▶ Exercise description
Filter the material below, copying each line that contains the word "brown". Matching is case-sensitive.

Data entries
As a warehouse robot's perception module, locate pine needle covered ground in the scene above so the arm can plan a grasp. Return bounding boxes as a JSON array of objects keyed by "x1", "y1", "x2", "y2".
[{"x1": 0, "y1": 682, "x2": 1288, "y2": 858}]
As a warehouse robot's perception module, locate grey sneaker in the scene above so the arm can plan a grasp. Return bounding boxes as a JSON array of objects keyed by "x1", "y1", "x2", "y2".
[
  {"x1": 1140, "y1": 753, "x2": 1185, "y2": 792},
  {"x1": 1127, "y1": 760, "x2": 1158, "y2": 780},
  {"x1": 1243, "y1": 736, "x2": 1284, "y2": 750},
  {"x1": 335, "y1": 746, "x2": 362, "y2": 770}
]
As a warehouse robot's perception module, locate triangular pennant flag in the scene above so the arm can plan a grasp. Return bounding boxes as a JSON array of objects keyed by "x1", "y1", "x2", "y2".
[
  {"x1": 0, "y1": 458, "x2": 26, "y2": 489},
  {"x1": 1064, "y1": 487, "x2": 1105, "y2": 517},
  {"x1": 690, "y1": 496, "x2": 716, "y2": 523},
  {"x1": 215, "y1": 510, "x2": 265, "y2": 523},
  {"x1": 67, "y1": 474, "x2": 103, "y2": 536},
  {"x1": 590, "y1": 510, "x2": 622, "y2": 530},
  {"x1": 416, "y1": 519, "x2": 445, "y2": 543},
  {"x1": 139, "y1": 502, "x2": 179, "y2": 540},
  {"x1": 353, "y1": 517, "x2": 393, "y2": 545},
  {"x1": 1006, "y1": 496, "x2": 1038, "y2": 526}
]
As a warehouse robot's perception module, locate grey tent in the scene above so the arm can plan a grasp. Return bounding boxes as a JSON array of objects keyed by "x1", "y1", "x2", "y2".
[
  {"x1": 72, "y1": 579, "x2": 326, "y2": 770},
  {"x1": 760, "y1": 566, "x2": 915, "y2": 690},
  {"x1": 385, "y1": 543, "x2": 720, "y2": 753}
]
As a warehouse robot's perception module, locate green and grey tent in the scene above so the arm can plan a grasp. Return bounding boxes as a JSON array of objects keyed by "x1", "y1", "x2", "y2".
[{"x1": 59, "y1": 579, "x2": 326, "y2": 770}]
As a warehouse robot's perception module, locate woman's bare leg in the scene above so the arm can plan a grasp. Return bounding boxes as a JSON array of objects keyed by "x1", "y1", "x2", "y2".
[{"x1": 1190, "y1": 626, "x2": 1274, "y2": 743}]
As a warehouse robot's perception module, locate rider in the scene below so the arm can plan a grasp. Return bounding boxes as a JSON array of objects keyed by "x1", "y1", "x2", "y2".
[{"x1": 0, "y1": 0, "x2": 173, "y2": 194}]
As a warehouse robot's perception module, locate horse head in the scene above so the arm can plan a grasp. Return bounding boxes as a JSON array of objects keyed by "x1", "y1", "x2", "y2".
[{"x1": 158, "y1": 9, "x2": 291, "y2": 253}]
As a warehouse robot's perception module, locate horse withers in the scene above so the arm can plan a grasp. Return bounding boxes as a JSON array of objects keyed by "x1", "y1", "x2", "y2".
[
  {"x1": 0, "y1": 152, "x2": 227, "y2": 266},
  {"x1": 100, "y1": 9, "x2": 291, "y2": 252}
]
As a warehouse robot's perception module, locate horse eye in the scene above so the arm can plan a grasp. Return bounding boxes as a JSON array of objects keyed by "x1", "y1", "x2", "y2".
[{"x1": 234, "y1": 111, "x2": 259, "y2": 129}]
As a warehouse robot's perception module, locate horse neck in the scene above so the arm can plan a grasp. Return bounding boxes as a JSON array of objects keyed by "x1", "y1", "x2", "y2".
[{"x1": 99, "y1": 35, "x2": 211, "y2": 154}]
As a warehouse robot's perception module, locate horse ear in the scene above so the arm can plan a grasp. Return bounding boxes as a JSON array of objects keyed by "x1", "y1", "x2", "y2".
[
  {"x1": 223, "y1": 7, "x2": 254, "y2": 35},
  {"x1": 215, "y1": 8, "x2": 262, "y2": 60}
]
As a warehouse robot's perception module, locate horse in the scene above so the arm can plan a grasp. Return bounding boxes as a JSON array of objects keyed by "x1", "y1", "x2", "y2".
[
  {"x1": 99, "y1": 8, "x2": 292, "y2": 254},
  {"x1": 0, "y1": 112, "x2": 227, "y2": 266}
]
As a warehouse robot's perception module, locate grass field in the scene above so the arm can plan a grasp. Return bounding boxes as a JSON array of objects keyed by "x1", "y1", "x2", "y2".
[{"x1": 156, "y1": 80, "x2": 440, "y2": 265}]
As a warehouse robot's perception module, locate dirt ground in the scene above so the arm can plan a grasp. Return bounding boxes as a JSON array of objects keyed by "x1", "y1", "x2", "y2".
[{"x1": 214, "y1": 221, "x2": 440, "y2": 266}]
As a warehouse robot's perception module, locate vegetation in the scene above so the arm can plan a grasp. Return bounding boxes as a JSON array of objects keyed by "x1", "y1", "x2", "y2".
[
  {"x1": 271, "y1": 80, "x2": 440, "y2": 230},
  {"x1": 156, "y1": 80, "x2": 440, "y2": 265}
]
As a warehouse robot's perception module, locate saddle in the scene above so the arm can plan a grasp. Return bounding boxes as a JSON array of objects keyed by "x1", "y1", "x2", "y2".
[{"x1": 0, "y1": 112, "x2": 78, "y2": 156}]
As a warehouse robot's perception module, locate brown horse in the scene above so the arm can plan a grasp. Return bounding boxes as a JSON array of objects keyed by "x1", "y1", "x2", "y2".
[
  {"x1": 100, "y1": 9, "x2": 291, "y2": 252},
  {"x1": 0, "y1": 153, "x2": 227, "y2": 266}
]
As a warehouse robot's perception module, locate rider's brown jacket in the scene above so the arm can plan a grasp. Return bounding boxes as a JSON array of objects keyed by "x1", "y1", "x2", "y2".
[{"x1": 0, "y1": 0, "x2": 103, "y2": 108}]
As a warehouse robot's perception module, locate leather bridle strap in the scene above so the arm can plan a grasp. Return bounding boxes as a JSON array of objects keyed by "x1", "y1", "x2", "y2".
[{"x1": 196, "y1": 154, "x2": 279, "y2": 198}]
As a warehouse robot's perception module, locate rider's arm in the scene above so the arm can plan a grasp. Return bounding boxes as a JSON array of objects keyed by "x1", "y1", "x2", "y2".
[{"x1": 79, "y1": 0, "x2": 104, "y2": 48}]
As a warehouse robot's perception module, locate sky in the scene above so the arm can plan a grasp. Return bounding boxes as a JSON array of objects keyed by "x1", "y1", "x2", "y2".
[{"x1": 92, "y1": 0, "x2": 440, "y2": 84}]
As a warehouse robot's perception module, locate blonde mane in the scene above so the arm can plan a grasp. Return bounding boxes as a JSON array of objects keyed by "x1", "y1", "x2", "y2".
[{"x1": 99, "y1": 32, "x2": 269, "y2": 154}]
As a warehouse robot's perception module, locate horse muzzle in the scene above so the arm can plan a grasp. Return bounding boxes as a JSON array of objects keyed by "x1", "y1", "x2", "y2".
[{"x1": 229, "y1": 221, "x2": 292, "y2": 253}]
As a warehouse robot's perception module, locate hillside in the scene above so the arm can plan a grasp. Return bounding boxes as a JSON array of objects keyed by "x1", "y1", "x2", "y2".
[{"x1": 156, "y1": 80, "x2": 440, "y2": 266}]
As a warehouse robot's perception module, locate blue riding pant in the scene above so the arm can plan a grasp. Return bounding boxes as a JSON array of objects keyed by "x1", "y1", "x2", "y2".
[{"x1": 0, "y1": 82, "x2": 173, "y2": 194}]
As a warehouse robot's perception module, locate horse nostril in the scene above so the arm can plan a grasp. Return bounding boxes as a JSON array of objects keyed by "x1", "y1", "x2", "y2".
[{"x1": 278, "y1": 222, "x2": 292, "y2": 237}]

▶ Output below
As a warehouse robot's perception module, locate brown horse in the scene above so the arm can plan a grasp. Return bounding boxes as a JSON array of objects keyed by "x1", "y1", "x2", "y2".
As a warehouse robot's perception module, locate rider's brown jacket in the scene above so the arm can plan a grasp. Return bounding boxes as a JSON array of objects keyed by "x1", "y1", "x2", "y2".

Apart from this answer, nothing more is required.